=== Задание 1 ===
Выпишите из текста для чтения все слова и выражения, которые заключены в кавычки.
=== Задание 2 ===
Перепишите из текста для чтения фрагмент, начиная со слов «Напоминая таким специфическим, но» и заканчивая словами «духовником и верующим?».

=== Текст для чтения ===
---

В отличие от домонгольской традиции здесь налицо четкое разграничение между монархом, правильность политики которого всячески подчеркивалась, и действиями его неправедных слуг. Этот мотив получил дальнейшее
208
развитие в обработке второй половины XVI в. (о ней подробнее речь будет ниже), где было специально добавлено, что государь велел грешнику «о судех и о исправлении земном по уложению святых отець и по судебнику рассужати в правду, а не по мзде», а тот «всякого его повеления не сотворих по своему злому нраву»16.
Напоминая таким специфическим, но действенным образом об обязанностях вельмож по отношению к монарху, Макарий, конечно, стремился прежде всего положить конец их злоупотреблениям. Однако приравнивать уже не только нарушение присяги на верность, но и просто недобросовестное исполнение обязанностей к нарушению норм «божьего закона» при последовательном применении этого принципа – не значило ли это направлять по неверному пути развитие отношений между властью и обществом? И не начинала ли при таком подходе церковь превращаться в силу, обязанную заботиться о политической лояльности подданных, используя для этого орудия воздействия в наиболее интимной сфере отношений между духовником и верующим?
Свои выводы из сложившейся ситуации сделал способный ученик Макария, увенчанный им царской короной Иван IV. В политической борьбе, развернувшейся в годы опричнины, царь последовательно трактовал своих действительных и мнимых врагов не только как мятежников, но и как «отступников», погубивших свою душу; их тела бросались без погребения, по ним запрещалось делать заупокойные вклады17.

---

=== Выдержки из записей ===
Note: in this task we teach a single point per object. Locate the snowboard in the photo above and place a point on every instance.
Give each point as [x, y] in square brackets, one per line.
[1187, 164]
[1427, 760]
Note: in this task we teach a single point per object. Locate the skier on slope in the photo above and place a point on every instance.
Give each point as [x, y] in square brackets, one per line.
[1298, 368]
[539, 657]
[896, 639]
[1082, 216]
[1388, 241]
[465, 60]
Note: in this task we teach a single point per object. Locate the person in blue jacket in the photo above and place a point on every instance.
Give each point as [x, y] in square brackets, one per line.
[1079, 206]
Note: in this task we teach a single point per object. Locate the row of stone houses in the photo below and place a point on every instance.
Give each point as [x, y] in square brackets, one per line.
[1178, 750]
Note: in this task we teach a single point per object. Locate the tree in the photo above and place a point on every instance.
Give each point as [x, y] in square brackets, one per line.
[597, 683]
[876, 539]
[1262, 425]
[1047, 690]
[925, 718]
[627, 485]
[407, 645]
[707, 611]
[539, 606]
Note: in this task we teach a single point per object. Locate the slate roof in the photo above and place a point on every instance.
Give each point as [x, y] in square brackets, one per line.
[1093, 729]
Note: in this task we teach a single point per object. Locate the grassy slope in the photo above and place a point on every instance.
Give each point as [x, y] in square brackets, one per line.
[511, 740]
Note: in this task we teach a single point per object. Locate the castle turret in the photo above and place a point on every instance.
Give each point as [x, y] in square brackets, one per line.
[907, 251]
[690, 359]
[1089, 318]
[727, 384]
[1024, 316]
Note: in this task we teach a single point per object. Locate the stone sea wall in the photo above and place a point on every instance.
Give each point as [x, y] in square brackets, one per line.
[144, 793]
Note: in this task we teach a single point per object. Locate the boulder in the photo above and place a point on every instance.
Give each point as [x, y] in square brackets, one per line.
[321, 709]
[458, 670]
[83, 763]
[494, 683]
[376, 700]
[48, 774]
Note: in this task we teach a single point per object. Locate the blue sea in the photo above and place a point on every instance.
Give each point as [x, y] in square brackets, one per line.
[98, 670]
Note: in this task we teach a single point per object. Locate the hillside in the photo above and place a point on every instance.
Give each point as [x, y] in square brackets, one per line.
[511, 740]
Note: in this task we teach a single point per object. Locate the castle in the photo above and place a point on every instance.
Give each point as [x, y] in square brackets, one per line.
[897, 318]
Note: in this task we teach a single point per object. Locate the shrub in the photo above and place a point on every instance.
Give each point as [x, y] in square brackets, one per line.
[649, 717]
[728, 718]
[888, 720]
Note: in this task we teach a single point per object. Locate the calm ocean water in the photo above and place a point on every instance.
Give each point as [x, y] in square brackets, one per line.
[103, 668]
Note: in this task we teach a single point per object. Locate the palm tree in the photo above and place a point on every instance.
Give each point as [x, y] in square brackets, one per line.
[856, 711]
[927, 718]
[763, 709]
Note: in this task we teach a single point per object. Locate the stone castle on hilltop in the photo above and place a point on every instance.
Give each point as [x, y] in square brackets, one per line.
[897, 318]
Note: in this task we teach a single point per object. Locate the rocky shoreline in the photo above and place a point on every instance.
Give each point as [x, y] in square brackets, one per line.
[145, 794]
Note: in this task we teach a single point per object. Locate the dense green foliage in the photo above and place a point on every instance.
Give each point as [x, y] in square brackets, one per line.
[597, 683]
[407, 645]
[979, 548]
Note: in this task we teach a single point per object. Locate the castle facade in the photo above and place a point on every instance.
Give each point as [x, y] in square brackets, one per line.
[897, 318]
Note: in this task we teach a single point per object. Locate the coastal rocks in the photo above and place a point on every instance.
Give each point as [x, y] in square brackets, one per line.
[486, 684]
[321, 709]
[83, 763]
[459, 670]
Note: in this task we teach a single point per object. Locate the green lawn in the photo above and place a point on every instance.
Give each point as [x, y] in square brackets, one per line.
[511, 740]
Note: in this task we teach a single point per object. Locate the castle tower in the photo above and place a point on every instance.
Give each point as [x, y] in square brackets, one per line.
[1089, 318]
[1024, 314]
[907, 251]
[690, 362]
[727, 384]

---

=== Результат выполнения 1 ===
1. «о судех и о исправлении земном по уложению святых отець и по судебнику рассужати в правду, а не по мзде»
2. «всякого его повеления не сотворих по своему злому нраву»
3. «божьего закона»
4. «отступников»

=== Результат выполнения 2 ===
Напоминая таким специфическим, но действенным образом об обязанностях вельмож по отношению к монарху, Макарий, конечно, стремился прежде всего положить конец их злоупотреблениям. Однако приравнивать уже не только нарушение присяги на верность, но и просто недобросовестное исполнение обязанностей к нарушению норм «божьего закона» при последовательном применении этого принципа – не значило ли это направлять по неверному пути развитие отношений между властью и обществом? И не начинала ли при таком подходе церковь превращаться в силу, обязанную заботиться о политической лояльности подданных, используя для этого орудия воздействия в наиболее интимной сфере отношений между духовником и верующим?